[INPUT DATA]

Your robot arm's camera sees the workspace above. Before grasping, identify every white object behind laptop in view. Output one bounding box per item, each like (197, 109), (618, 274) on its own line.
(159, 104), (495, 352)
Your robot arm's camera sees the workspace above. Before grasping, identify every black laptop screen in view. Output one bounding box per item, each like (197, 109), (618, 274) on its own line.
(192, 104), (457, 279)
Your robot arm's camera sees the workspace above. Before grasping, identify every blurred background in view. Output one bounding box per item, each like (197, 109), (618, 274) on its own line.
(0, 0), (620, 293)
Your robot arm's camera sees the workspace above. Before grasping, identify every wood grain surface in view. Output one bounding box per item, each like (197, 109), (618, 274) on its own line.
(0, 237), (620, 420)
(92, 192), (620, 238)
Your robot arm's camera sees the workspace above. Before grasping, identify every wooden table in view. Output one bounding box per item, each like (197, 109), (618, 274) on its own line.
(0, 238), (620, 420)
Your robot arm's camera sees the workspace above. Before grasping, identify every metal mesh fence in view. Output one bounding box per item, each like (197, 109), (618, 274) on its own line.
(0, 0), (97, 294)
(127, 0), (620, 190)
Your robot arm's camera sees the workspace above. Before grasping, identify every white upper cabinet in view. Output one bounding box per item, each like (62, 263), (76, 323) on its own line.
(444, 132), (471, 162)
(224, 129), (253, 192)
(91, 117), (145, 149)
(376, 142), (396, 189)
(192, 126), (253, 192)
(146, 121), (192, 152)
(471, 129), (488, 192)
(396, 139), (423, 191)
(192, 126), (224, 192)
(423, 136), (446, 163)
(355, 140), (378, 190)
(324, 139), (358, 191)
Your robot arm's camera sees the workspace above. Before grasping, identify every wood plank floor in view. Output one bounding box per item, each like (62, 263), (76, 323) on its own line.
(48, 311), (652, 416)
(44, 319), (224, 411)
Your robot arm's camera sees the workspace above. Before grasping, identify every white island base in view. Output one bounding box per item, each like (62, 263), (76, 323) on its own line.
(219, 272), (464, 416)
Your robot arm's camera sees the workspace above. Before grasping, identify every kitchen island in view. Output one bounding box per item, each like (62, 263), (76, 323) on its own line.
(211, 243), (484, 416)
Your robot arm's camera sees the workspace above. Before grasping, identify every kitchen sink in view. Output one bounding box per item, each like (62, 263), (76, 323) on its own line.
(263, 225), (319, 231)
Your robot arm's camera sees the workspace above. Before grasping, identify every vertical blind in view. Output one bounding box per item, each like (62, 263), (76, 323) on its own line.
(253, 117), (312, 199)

[WORK TO DO]
Reproduce the entries from the line with "every wood grain" up to and including the line with "(92, 192), (620, 238)", copying each line verbatim.

[SOLUTION TO THIS TASK]
Your robot arm's camera sees the workspace above. Before grasping, identify every wood grain surface in view. Output one bounding box per item, each like (197, 109), (618, 274) on its own line.
(0, 237), (620, 420)
(92, 192), (620, 238)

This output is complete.